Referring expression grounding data
--------------------------------

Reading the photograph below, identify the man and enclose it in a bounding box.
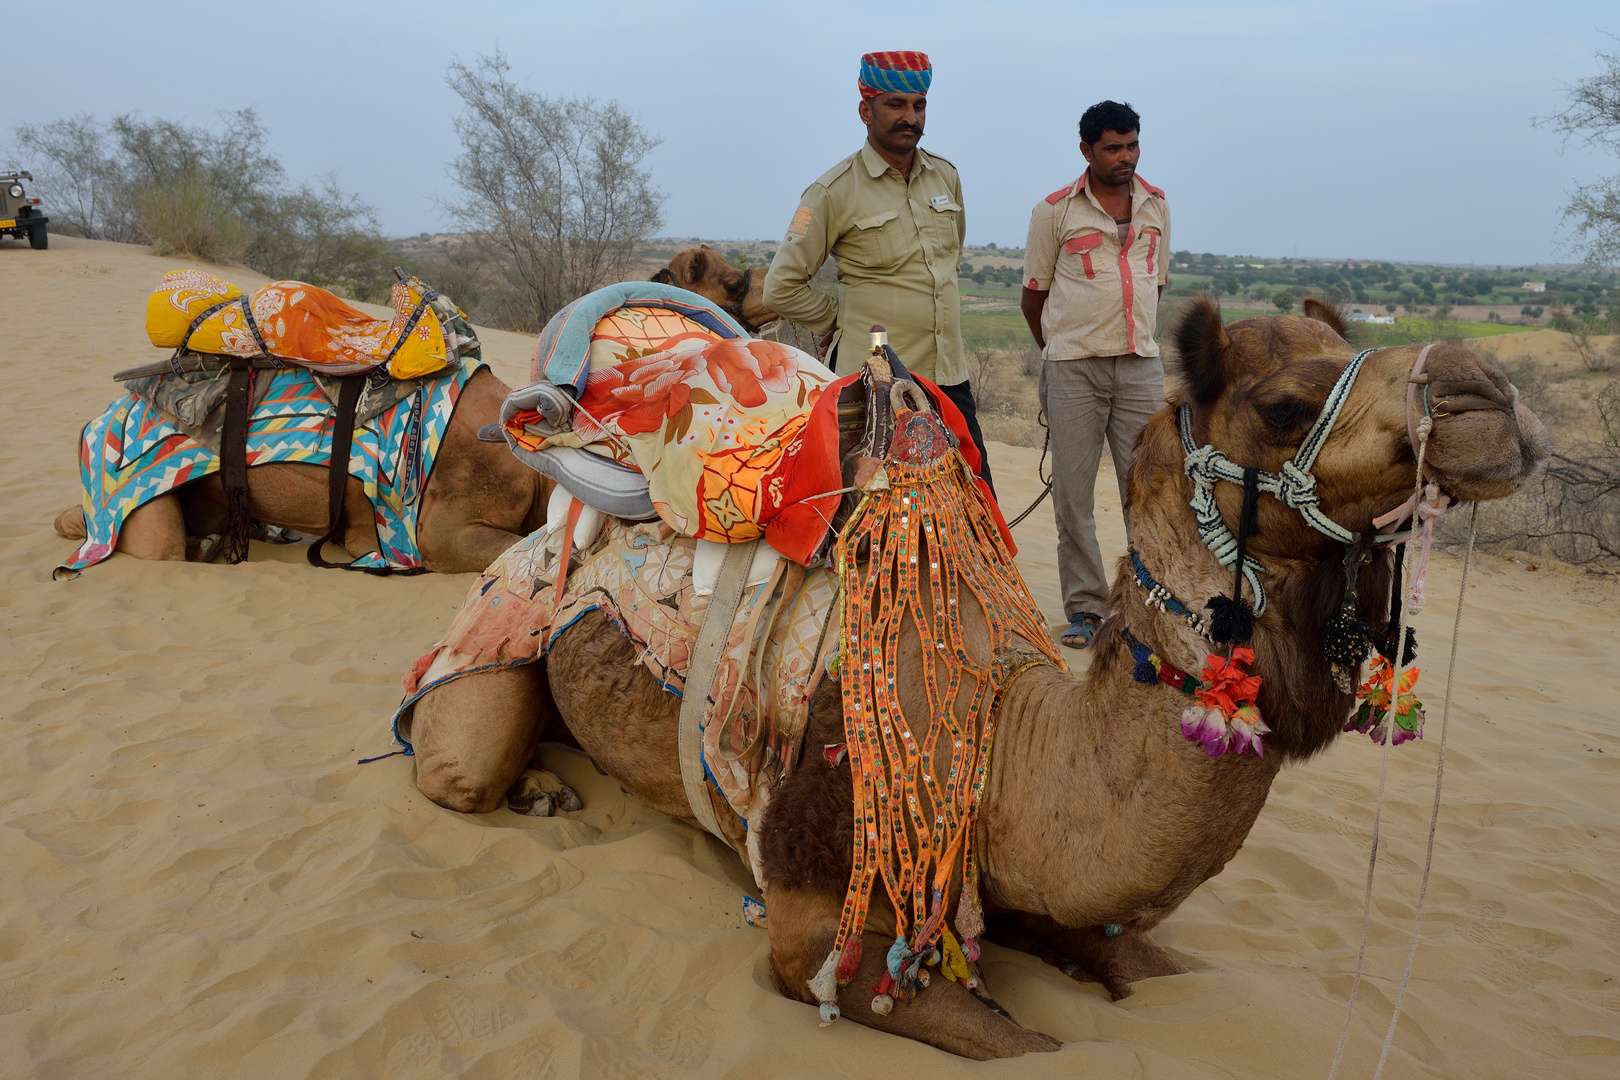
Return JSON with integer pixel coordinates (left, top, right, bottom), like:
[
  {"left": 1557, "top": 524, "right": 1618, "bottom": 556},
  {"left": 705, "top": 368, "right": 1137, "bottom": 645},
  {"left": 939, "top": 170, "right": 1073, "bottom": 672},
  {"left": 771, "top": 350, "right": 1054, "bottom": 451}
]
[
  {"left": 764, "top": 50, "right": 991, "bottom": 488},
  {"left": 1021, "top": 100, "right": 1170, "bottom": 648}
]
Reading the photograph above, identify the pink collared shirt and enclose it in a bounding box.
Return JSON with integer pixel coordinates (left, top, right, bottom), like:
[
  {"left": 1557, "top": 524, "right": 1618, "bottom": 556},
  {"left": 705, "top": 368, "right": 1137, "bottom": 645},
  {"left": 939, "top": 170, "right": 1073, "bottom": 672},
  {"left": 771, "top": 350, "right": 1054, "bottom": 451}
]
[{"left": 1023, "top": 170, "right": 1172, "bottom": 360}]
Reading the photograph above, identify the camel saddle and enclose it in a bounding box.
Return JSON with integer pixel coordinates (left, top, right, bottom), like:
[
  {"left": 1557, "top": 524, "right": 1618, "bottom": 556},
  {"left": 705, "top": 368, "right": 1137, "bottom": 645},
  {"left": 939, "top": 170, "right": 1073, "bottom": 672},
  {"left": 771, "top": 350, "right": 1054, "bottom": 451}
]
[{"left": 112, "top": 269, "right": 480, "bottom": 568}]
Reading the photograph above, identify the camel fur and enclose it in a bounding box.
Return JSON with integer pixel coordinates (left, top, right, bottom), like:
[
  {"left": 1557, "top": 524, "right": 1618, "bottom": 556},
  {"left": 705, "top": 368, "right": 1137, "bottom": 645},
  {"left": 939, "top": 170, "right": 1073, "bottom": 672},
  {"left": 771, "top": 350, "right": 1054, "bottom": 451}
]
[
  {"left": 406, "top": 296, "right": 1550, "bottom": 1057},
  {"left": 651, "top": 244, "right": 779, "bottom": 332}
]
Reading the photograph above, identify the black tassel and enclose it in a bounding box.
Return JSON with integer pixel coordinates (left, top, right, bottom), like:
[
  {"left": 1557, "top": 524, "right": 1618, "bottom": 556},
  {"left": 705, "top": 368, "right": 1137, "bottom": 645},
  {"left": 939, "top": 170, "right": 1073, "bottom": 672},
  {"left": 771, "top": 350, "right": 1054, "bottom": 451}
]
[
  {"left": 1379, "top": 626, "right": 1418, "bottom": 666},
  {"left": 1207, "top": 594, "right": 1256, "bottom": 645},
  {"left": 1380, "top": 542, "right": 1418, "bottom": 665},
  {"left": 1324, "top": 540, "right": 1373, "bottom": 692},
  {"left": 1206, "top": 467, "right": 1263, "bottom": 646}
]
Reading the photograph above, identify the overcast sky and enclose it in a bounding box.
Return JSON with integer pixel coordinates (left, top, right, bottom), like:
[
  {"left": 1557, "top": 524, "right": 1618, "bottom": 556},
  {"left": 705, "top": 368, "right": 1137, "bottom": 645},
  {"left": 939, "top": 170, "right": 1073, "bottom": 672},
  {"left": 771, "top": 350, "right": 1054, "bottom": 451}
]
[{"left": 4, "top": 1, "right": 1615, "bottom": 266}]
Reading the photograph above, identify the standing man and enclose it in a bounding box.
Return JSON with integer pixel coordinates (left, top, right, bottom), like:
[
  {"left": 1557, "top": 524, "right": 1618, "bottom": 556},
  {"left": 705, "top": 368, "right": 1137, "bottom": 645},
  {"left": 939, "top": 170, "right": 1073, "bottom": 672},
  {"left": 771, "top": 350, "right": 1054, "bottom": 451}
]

--------------------------------

→ About this exercise
Find the word "photograph" in the entries and show each line where it is found.

→ Written response
Reading the photograph below, identify the man and enclose it in a bounding box.
Reading the photograph above, identify the pink collared shirt and enclose it in a bounding box.
Reading the photograph above, identify the camel saddle and enclose it in a bounding box.
Reading the photograph above, identify the camel fur and enclose it in a bounding box.
Reading the photograph above, identify the black tassel and enclose it in a bounding box.
Reading the photograph above, identify the overcast sky and enclose it in a bounding box.
Reading the photograph above, identify the standing man and enclose it in a bounding box.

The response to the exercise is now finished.